Please rewrite the entries below from the line containing "[BATCH JOB 4417] Class: clock face" through the end, inclusive, swapping "integer pixel coordinates" for "whole-number pixel coordinates" and changing nothing else.

## Data supplied
● ● ● ●

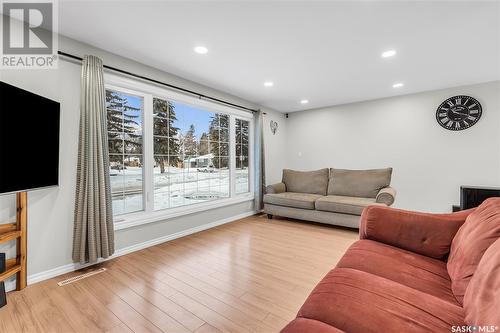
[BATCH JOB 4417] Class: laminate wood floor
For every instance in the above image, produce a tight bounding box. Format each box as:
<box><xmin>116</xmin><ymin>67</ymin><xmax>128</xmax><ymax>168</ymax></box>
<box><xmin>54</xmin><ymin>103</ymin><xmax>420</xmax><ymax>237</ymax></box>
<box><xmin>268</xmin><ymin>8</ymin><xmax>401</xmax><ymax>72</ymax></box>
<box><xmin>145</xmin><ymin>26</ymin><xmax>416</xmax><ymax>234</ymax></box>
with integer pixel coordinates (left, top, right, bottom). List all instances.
<box><xmin>0</xmin><ymin>215</ymin><xmax>358</xmax><ymax>333</ymax></box>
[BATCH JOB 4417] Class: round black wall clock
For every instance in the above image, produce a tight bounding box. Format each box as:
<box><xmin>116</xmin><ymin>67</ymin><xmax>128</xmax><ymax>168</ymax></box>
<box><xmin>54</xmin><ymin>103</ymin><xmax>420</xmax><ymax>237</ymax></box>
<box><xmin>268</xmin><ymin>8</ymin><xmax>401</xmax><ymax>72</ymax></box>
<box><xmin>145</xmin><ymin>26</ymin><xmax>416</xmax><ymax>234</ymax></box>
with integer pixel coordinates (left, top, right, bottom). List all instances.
<box><xmin>436</xmin><ymin>95</ymin><xmax>483</xmax><ymax>131</ymax></box>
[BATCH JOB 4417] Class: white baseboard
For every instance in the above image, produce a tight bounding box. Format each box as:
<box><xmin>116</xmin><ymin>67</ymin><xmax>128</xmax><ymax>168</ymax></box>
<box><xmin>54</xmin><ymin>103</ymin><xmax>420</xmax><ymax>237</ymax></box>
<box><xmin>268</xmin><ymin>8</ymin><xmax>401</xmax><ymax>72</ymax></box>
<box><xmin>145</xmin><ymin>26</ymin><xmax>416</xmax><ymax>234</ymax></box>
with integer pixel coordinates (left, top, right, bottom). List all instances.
<box><xmin>5</xmin><ymin>211</ymin><xmax>257</xmax><ymax>291</ymax></box>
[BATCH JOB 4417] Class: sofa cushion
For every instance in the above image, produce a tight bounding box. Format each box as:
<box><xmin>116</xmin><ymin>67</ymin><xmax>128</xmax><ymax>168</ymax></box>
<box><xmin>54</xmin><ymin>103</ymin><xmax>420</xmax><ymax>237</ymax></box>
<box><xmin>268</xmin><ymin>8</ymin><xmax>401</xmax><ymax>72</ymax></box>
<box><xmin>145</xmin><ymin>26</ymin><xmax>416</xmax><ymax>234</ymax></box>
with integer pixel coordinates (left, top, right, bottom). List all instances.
<box><xmin>283</xmin><ymin>168</ymin><xmax>328</xmax><ymax>195</ymax></box>
<box><xmin>298</xmin><ymin>268</ymin><xmax>464</xmax><ymax>333</ymax></box>
<box><xmin>448</xmin><ymin>198</ymin><xmax>500</xmax><ymax>304</ymax></box>
<box><xmin>281</xmin><ymin>318</ymin><xmax>344</xmax><ymax>333</ymax></box>
<box><xmin>464</xmin><ymin>239</ymin><xmax>500</xmax><ymax>327</ymax></box>
<box><xmin>328</xmin><ymin>168</ymin><xmax>392</xmax><ymax>198</ymax></box>
<box><xmin>316</xmin><ymin>195</ymin><xmax>385</xmax><ymax>215</ymax></box>
<box><xmin>264</xmin><ymin>192</ymin><xmax>322</xmax><ymax>209</ymax></box>
<box><xmin>337</xmin><ymin>240</ymin><xmax>458</xmax><ymax>305</ymax></box>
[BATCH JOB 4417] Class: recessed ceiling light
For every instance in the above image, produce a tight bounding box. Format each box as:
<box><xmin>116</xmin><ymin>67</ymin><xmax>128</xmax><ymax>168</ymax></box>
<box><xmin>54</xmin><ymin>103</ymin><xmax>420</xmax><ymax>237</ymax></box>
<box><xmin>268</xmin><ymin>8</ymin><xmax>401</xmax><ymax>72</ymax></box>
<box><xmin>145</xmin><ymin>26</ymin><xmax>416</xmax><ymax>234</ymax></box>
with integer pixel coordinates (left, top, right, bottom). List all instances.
<box><xmin>382</xmin><ymin>50</ymin><xmax>396</xmax><ymax>58</ymax></box>
<box><xmin>194</xmin><ymin>46</ymin><xmax>208</xmax><ymax>54</ymax></box>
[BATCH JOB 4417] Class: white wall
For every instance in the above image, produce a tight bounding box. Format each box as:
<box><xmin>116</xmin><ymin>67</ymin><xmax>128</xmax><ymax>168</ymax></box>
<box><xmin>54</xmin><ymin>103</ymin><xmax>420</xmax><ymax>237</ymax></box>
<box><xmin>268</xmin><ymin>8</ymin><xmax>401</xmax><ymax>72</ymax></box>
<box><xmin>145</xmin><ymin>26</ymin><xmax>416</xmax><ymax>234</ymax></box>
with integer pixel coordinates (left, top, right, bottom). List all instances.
<box><xmin>264</xmin><ymin>110</ymin><xmax>287</xmax><ymax>185</ymax></box>
<box><xmin>286</xmin><ymin>81</ymin><xmax>500</xmax><ymax>212</ymax></box>
<box><xmin>0</xmin><ymin>37</ymin><xmax>282</xmax><ymax>282</ymax></box>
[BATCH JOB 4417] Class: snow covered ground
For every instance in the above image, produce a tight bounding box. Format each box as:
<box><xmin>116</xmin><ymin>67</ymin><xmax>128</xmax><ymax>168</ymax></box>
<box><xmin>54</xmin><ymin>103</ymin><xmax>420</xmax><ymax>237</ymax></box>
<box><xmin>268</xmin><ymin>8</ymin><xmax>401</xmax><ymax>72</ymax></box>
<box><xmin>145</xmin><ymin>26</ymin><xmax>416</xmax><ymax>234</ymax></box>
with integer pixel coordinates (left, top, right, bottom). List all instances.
<box><xmin>111</xmin><ymin>167</ymin><xmax>249</xmax><ymax>215</ymax></box>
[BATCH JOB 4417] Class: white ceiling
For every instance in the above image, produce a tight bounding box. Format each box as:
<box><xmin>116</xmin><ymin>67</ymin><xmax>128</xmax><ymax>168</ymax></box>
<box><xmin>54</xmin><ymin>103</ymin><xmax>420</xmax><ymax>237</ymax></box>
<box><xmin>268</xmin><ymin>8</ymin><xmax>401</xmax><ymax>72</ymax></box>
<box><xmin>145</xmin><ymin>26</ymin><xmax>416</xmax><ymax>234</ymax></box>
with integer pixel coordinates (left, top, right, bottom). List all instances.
<box><xmin>59</xmin><ymin>1</ymin><xmax>500</xmax><ymax>112</ymax></box>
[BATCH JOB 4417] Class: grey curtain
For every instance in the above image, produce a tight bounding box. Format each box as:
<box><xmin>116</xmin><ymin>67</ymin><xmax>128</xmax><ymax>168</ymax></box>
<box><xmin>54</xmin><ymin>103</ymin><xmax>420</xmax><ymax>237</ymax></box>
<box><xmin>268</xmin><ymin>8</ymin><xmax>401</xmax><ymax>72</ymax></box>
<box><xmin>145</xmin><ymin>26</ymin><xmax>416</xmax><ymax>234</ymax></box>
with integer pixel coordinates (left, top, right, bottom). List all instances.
<box><xmin>254</xmin><ymin>110</ymin><xmax>266</xmax><ymax>211</ymax></box>
<box><xmin>73</xmin><ymin>56</ymin><xmax>114</xmax><ymax>263</ymax></box>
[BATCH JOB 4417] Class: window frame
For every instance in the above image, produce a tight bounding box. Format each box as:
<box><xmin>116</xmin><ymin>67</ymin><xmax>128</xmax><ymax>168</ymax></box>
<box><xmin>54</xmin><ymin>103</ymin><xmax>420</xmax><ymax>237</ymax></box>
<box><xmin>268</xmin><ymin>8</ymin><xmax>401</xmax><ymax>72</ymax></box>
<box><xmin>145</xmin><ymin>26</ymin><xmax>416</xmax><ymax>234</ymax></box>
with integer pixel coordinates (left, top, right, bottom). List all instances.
<box><xmin>104</xmin><ymin>73</ymin><xmax>255</xmax><ymax>230</ymax></box>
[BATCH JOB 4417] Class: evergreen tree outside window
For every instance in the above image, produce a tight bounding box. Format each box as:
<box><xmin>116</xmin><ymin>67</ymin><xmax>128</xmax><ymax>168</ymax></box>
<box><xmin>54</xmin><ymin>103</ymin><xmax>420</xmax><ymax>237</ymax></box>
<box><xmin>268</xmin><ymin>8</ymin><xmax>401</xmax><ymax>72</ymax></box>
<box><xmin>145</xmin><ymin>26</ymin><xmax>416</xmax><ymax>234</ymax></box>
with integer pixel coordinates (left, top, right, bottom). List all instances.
<box><xmin>106</xmin><ymin>90</ymin><xmax>144</xmax><ymax>215</ymax></box>
<box><xmin>235</xmin><ymin>119</ymin><xmax>250</xmax><ymax>194</ymax></box>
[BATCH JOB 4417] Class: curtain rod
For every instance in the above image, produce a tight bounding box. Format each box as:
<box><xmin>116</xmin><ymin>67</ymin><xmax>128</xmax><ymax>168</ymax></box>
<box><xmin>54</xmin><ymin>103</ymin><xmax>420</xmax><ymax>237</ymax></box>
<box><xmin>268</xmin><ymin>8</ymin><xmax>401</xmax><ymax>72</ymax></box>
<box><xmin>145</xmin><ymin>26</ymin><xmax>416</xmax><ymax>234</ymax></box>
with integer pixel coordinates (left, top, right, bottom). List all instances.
<box><xmin>57</xmin><ymin>51</ymin><xmax>259</xmax><ymax>112</ymax></box>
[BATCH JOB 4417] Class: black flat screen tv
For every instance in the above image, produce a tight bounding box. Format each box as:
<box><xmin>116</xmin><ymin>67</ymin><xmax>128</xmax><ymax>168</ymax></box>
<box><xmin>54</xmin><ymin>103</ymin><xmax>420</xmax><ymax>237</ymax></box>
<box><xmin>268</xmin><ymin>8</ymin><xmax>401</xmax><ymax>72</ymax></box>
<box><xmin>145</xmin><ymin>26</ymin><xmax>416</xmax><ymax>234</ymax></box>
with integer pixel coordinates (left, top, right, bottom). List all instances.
<box><xmin>0</xmin><ymin>82</ymin><xmax>60</xmax><ymax>194</ymax></box>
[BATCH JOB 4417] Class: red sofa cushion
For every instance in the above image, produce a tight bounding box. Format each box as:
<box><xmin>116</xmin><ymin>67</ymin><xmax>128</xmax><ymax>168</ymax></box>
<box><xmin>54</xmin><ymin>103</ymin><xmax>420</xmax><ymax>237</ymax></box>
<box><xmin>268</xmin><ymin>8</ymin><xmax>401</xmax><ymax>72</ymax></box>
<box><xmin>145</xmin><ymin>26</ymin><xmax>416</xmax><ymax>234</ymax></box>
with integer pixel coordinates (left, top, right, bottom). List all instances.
<box><xmin>337</xmin><ymin>240</ymin><xmax>458</xmax><ymax>305</ymax></box>
<box><xmin>447</xmin><ymin>198</ymin><xmax>500</xmax><ymax>304</ymax></box>
<box><xmin>294</xmin><ymin>268</ymin><xmax>464</xmax><ymax>333</ymax></box>
<box><xmin>282</xmin><ymin>318</ymin><xmax>344</xmax><ymax>333</ymax></box>
<box><xmin>359</xmin><ymin>205</ymin><xmax>473</xmax><ymax>259</ymax></box>
<box><xmin>464</xmin><ymin>239</ymin><xmax>500</xmax><ymax>327</ymax></box>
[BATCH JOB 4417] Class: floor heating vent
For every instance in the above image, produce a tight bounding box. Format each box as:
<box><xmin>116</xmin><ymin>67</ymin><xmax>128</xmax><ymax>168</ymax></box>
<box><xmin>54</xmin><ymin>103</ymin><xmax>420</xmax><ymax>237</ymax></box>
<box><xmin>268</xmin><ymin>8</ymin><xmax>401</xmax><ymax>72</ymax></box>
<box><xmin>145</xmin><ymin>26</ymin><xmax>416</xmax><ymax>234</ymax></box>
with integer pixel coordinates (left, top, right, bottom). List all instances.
<box><xmin>57</xmin><ymin>268</ymin><xmax>106</xmax><ymax>287</ymax></box>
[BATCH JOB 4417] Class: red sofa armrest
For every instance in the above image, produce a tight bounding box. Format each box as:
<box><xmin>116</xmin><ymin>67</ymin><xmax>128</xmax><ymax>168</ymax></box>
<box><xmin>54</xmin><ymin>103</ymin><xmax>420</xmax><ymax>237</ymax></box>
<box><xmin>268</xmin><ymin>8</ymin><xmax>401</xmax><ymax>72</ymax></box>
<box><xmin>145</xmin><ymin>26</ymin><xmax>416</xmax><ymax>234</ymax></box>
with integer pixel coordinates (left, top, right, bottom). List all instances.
<box><xmin>359</xmin><ymin>205</ymin><xmax>474</xmax><ymax>259</ymax></box>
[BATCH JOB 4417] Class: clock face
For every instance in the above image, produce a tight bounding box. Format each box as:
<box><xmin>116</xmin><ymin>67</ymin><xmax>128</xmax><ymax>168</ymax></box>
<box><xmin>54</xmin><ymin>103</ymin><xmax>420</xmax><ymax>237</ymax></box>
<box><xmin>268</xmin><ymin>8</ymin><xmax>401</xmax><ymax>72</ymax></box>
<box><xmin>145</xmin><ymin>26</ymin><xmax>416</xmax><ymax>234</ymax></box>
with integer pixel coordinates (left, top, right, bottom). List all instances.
<box><xmin>436</xmin><ymin>95</ymin><xmax>483</xmax><ymax>131</ymax></box>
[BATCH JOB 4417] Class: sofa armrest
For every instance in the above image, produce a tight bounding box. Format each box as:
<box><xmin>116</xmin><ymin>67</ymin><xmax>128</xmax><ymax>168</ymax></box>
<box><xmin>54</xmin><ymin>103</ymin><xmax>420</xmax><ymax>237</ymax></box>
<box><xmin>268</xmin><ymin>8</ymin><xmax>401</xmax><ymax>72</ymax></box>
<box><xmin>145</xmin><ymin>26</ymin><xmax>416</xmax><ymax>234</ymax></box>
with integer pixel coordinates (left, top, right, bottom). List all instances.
<box><xmin>376</xmin><ymin>186</ymin><xmax>396</xmax><ymax>206</ymax></box>
<box><xmin>266</xmin><ymin>183</ymin><xmax>286</xmax><ymax>194</ymax></box>
<box><xmin>359</xmin><ymin>205</ymin><xmax>474</xmax><ymax>259</ymax></box>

● ● ● ●

## Output of the task
[BATCH JOB 4417] Class: clock face
For every instance in the above image, produce a tight bounding box. Format each box as:
<box><xmin>116</xmin><ymin>67</ymin><xmax>128</xmax><ymax>168</ymax></box>
<box><xmin>54</xmin><ymin>103</ymin><xmax>420</xmax><ymax>237</ymax></box>
<box><xmin>268</xmin><ymin>8</ymin><xmax>401</xmax><ymax>72</ymax></box>
<box><xmin>145</xmin><ymin>26</ymin><xmax>416</xmax><ymax>234</ymax></box>
with whole-number pixel coordinates (left, top, right, bottom). List all instances.
<box><xmin>436</xmin><ymin>95</ymin><xmax>483</xmax><ymax>131</ymax></box>
[BATCH JOB 4417] Class: sofa armrest
For every instance in the above image, produce a tight bounding box. Format each box as:
<box><xmin>116</xmin><ymin>67</ymin><xmax>128</xmax><ymax>168</ymax></box>
<box><xmin>54</xmin><ymin>103</ymin><xmax>420</xmax><ymax>237</ymax></box>
<box><xmin>268</xmin><ymin>8</ymin><xmax>401</xmax><ymax>72</ymax></box>
<box><xmin>145</xmin><ymin>26</ymin><xmax>416</xmax><ymax>234</ymax></box>
with whole-number pixel coordinates (left, top, right, bottom). List all instances.
<box><xmin>376</xmin><ymin>186</ymin><xmax>396</xmax><ymax>206</ymax></box>
<box><xmin>266</xmin><ymin>183</ymin><xmax>286</xmax><ymax>194</ymax></box>
<box><xmin>359</xmin><ymin>205</ymin><xmax>474</xmax><ymax>259</ymax></box>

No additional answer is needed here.